WORK INSTRUCTIONS:
1. From the article on the Tooro kingdom's Ekyooto launch, echo the passage that begins at the words "He explained that" and stops after the words "the Tooro kingdom.".
2. Answer these questions from the article on the Tooro kingdom's Ekyooto launch:
(a) How many days did the launch that the King closed last?
(b) What English word does the article give for "Ekyooto"?
(c) What ministerial title does Tom Butiime hold?
3. Carry the article on the Tooro kingdom's Ekyooto launch forward from its last sentence.

SUPPLIED PASSAGE:
+===+
Fort Portal, Uganda | THE INDEPENDENT | The King of Tooro Oyo Nyimba Kabamba Iguru IV has closed a three-day launch of a “Ekyooto ha Mpango” with a call on his subjects especially the youth to embrace and value Tooro culture.
The King disclosed that the Ekyooto (fireplace) concept for the kingdom has been redesigned and widened to include learning and skilling opportunities.
This the King said, has been done especially to cater for the youth who have been hit hard by the effects of the Covid-19 pandemic and the state of joblessness.
Sports activities, which are good for the body and many other tourism promotions, and culture conservation activities have also been incorporated within the Ekyooto concept.
He explained that in the ancient days while around Ekyooto, children were natured, inspired, guided and young girls and boys were groomed to become responsible citizens in future hence the need to promote culture.
He further stated that “Ekyooto” was a place where parents told their children about grandparents, past leaders, and the good practices as well as Biblical stories for better upbringing.
It was from this background that the king challenged his subjects against letting the Tooro culture die out in pursuit of modernity.
Tom Butiime the Minister for Tourism, Wildlife and antiquities said that the “Ekyooto festival” is designed to showcase the best of the region and empower the community to tap into the power of the tourist movement in the Tooro kingdom.
Minister Butiime stated that the challenge of reigniting tourism after the Covid-19 pandemic requires proactive actions and policies that capitalize on the natural endowment of the Tooro region and Uganda at large.
The minister also maintained that the sector of Tourism had been hit hard by the Covid-19 pandemic, which came with travel restrictions causing the country great loss in regard to revenue collection.
+===+
RECORD EXTRACTS:
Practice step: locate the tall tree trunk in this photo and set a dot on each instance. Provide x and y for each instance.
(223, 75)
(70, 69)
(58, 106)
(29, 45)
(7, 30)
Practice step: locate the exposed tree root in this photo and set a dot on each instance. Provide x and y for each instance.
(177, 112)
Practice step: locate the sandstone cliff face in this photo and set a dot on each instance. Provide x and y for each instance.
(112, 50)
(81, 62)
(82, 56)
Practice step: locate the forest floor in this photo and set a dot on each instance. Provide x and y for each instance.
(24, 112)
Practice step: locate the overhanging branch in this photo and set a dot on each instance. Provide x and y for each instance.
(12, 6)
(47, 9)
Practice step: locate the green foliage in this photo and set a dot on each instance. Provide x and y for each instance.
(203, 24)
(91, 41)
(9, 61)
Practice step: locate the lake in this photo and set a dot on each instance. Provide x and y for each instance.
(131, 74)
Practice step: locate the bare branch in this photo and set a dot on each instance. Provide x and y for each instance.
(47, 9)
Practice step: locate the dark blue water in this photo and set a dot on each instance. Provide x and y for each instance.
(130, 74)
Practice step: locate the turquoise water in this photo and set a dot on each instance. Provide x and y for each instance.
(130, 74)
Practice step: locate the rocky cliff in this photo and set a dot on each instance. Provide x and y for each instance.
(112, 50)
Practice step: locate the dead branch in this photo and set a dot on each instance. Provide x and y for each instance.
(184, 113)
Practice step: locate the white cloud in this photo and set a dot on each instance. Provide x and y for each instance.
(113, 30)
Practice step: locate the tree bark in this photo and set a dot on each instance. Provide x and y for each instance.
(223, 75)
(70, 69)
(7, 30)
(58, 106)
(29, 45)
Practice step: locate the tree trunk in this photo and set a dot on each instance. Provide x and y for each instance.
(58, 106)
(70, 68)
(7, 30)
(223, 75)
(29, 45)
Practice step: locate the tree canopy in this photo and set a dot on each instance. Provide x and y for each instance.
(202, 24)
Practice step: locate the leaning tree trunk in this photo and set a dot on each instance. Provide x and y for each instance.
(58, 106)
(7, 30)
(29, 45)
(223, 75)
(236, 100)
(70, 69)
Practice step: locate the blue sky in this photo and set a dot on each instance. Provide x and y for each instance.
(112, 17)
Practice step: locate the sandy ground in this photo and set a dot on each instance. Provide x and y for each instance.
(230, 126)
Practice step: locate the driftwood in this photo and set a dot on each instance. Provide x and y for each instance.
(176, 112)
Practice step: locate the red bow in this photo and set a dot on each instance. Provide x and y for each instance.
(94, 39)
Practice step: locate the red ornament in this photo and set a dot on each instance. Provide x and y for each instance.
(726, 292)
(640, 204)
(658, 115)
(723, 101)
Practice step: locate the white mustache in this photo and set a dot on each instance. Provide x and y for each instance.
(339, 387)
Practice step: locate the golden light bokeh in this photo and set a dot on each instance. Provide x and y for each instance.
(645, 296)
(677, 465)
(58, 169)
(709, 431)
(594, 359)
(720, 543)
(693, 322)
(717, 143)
+===+
SET OF ANSWERS:
1.
He explained that in the ancient days while around Ekyooto, children were natured, inspired, guided and young girls and boys were groomed to become responsible citizens in future hence the need to promote culture.
He further stated that “Ekyooto” was a place where parents told their children about grandparents, past leaders, and the good practices as well as Biblical stories for better upbringing.
It was from this background that the king challenged his subjects against letting the Tooro culture die out in pursuit of modernity.
Tom Butiime the Minister for Tourism, Wildlife and antiquities said that the “Ekyooto festival” is designed to showcase the best of the region and empower the community to tap into the power of the tourist movement in the Tooro kingdom.

2.
(a) Three days.
(b) Fireplace.
(c) Minister for Tourism, Wildlife and antiquities.

3.
He disclosed that in his ministry together with the United Nations Development Program, several interventions have been designed to boost tourism in Tooro region that hosts the tourism city and “Ekyooto” festival is one of the recovery plans.
Elsie Attafuah the UNDP Resident Representative said that culture and tourism are powerful global economic engines that employ thousands of people thereby fostering sustainable economic progress.
Richard Rusoke the bishop of the SDA church in Fort Portal who led the thanks giving ceremony at the Royal palace on Sunday said there is need for people of Tooro to preserve Nature, culture and as well as environment.
He said environmentalists world over are concerned by the changing weather patterns that have left lives and properties destroyed.
He wants the Ugandan government to start implementing the already existing laws that will deter the population from irresponsible littering of plastics and polythene bags, which he claims are key instrumental in environment destruction.
The launched “Ekyooto” Festival will henceforth be held two weeks before the coronation date in September of every year. The event will be characterized by touring Tooro region, music festivals, trade shows, football games among other activities.